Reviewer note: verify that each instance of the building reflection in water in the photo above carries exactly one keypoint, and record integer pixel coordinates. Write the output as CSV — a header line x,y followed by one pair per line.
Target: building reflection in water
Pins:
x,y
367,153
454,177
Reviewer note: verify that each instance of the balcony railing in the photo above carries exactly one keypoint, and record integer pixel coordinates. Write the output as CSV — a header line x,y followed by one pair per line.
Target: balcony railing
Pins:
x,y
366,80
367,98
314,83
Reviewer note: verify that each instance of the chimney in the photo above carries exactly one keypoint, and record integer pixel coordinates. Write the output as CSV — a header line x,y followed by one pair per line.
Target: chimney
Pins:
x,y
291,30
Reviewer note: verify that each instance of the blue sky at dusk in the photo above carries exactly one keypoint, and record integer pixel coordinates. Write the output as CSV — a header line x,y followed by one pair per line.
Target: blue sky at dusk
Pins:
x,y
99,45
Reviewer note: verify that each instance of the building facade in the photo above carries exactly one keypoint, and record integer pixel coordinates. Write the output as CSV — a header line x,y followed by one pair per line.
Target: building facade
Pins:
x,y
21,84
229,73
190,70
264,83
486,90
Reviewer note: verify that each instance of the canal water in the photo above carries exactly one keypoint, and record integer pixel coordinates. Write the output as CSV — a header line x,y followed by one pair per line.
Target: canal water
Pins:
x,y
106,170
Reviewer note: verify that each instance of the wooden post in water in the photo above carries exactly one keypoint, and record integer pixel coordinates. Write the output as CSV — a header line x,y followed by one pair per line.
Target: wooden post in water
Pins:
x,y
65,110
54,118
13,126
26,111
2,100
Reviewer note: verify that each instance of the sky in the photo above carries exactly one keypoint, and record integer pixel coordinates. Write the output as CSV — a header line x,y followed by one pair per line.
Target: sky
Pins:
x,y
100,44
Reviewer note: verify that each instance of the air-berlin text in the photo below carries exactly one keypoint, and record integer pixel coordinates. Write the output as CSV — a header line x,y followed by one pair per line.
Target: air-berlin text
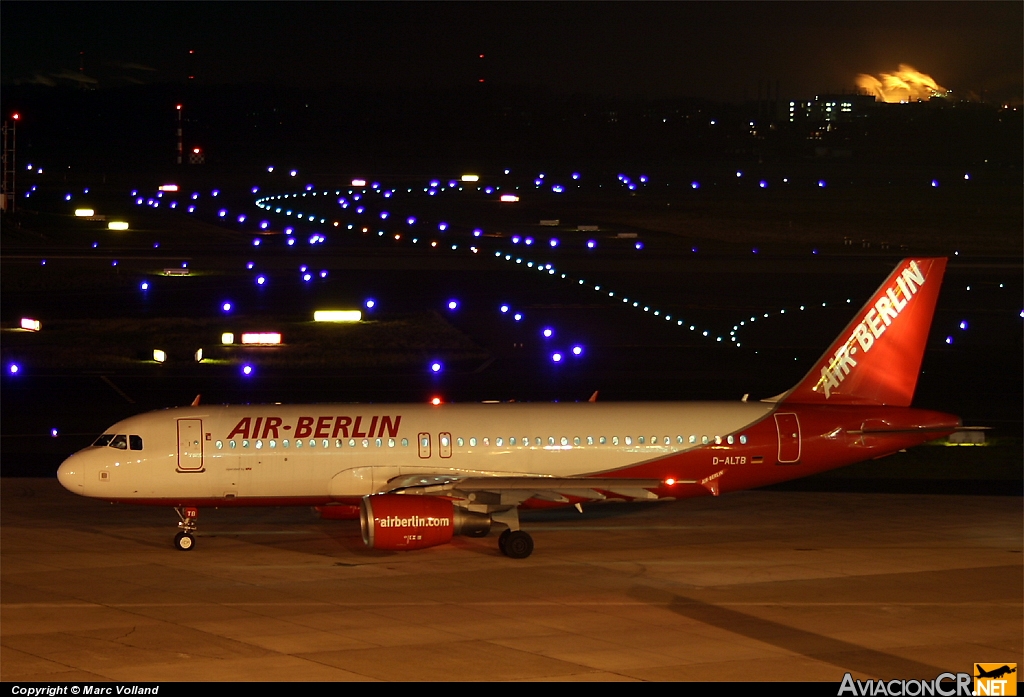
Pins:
x,y
413,521
887,307
318,427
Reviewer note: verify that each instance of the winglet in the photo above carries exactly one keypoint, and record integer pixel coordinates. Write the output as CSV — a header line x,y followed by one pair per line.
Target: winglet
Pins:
x,y
877,358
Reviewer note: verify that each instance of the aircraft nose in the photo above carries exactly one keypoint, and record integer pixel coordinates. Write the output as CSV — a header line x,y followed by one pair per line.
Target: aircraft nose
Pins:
x,y
71,475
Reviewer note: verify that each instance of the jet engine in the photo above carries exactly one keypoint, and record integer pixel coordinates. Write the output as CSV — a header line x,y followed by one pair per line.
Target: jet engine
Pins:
x,y
392,521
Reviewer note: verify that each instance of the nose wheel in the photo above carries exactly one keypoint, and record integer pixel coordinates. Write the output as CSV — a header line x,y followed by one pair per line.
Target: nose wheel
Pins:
x,y
185,540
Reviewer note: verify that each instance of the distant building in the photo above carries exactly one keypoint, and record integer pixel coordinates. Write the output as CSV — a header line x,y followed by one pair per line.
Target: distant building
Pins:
x,y
832,107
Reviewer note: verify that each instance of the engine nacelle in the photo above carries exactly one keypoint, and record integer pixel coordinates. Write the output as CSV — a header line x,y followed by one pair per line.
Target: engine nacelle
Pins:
x,y
392,521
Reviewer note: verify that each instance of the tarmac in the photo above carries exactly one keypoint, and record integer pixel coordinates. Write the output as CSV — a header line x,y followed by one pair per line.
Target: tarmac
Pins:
x,y
757,585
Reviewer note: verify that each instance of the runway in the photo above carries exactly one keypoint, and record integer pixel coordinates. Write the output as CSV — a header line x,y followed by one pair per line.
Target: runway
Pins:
x,y
759,585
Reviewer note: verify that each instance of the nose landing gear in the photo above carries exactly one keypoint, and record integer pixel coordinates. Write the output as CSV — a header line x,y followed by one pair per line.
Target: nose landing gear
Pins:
x,y
184,540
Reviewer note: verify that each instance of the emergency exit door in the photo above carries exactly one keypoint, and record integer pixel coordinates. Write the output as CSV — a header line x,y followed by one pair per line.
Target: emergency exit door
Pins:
x,y
788,438
189,444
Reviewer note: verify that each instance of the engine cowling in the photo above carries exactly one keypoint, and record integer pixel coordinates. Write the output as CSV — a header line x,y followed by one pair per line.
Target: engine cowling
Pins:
x,y
391,521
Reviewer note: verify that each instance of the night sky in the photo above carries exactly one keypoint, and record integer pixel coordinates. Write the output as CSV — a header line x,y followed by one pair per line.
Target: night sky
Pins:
x,y
720,50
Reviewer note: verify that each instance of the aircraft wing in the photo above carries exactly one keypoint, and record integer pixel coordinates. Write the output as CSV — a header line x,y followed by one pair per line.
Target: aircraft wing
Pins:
x,y
514,490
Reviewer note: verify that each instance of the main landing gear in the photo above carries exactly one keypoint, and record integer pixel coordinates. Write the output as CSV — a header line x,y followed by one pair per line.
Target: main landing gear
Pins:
x,y
514,543
184,540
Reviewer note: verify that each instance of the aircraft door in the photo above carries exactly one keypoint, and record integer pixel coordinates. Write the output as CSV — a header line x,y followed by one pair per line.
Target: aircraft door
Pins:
x,y
189,444
788,438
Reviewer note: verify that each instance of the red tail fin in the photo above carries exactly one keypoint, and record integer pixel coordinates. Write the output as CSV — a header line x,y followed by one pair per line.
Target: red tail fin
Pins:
x,y
877,358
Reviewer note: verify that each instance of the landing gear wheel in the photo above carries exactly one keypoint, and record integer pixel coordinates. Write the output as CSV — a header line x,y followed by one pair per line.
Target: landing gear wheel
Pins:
x,y
517,545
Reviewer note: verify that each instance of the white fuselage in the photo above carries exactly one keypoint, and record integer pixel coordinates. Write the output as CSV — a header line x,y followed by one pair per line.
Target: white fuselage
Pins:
x,y
321,452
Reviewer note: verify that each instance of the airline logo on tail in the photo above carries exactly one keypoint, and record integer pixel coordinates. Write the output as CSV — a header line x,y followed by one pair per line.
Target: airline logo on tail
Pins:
x,y
871,325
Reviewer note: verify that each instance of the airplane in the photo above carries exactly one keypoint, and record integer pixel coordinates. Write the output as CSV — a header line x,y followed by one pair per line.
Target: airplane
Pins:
x,y
415,475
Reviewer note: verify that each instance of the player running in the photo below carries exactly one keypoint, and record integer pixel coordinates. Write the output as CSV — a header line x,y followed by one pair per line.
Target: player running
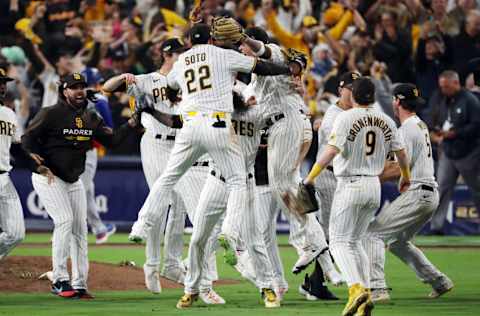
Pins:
x,y
359,143
398,223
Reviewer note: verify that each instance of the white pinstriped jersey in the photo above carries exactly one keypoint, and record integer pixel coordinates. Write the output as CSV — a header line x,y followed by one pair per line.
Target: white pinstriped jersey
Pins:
x,y
152,88
8,134
326,128
364,137
419,149
206,75
276,94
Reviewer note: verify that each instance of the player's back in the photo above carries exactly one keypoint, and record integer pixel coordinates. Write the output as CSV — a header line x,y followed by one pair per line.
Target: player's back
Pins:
x,y
364,136
419,150
206,75
8,134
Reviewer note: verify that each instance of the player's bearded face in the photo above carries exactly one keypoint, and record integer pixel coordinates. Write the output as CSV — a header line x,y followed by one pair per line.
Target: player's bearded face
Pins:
x,y
76,95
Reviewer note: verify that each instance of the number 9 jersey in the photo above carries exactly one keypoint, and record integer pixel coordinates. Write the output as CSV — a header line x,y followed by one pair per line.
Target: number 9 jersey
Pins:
x,y
364,137
206,75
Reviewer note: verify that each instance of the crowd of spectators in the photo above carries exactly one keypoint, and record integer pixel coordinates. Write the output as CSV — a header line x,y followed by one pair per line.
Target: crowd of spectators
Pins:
x,y
390,40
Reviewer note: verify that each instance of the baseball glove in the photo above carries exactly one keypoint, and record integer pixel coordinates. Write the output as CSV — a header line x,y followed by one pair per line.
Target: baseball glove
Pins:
x,y
227,30
306,198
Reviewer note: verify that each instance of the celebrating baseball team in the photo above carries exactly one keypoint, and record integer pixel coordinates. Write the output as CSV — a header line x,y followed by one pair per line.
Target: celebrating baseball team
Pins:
x,y
228,155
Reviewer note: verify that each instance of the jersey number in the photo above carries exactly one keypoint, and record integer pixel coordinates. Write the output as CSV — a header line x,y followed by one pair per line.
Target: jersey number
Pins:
x,y
429,145
203,79
370,140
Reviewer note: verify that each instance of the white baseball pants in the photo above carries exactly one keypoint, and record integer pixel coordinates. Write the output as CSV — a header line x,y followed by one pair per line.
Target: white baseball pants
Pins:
x,y
11,217
396,225
353,209
66,204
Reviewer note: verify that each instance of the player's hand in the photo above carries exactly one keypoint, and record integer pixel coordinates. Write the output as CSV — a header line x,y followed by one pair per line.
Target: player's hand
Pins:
x,y
403,185
37,158
129,78
46,172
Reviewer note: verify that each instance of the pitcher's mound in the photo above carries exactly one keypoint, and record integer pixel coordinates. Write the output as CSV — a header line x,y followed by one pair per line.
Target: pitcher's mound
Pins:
x,y
20,274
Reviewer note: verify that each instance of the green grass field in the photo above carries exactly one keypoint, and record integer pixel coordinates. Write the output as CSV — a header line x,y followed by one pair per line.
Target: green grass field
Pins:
x,y
459,260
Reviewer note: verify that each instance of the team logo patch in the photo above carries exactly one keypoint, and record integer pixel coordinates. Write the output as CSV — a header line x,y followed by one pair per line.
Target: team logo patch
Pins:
x,y
78,122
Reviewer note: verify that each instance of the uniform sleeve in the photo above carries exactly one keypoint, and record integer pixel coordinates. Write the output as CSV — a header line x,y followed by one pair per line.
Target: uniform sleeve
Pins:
x,y
397,142
338,136
237,62
33,137
172,81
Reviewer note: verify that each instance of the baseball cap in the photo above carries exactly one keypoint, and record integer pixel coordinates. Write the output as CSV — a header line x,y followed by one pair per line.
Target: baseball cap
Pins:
x,y
408,93
69,81
347,78
199,33
3,75
363,91
172,45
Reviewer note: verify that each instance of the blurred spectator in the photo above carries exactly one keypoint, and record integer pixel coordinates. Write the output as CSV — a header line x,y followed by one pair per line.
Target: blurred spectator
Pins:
x,y
434,55
394,47
467,43
455,124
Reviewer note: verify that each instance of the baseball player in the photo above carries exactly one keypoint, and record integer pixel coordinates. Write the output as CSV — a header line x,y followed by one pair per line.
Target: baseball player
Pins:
x,y
11,215
156,145
100,104
359,143
306,235
59,137
398,223
205,75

===============

The required output is the span of lines from the one containing "Reviewer note: verify that each instance of the blurred" to the last line, reproduced character for character.

Reviewer note: verify that each instance of the blurred spectator in the photo above carries exactly one keypoint, and record integer pixel coordinates. Write the output as CSV — a header line x,y followed by one pair per line.
Target: blurred spectator
Pins:
x,y
434,55
394,47
467,43
455,124
Reviewer note: verify that each instance of the baseball player in the photo above carries exactly one keypoint, and record integer pixel coordinates. Write the output as CSV — a header line x,y followed by one pair per line.
Target: baseball player
Pins:
x,y
11,215
156,145
100,104
359,143
306,235
59,137
398,223
205,75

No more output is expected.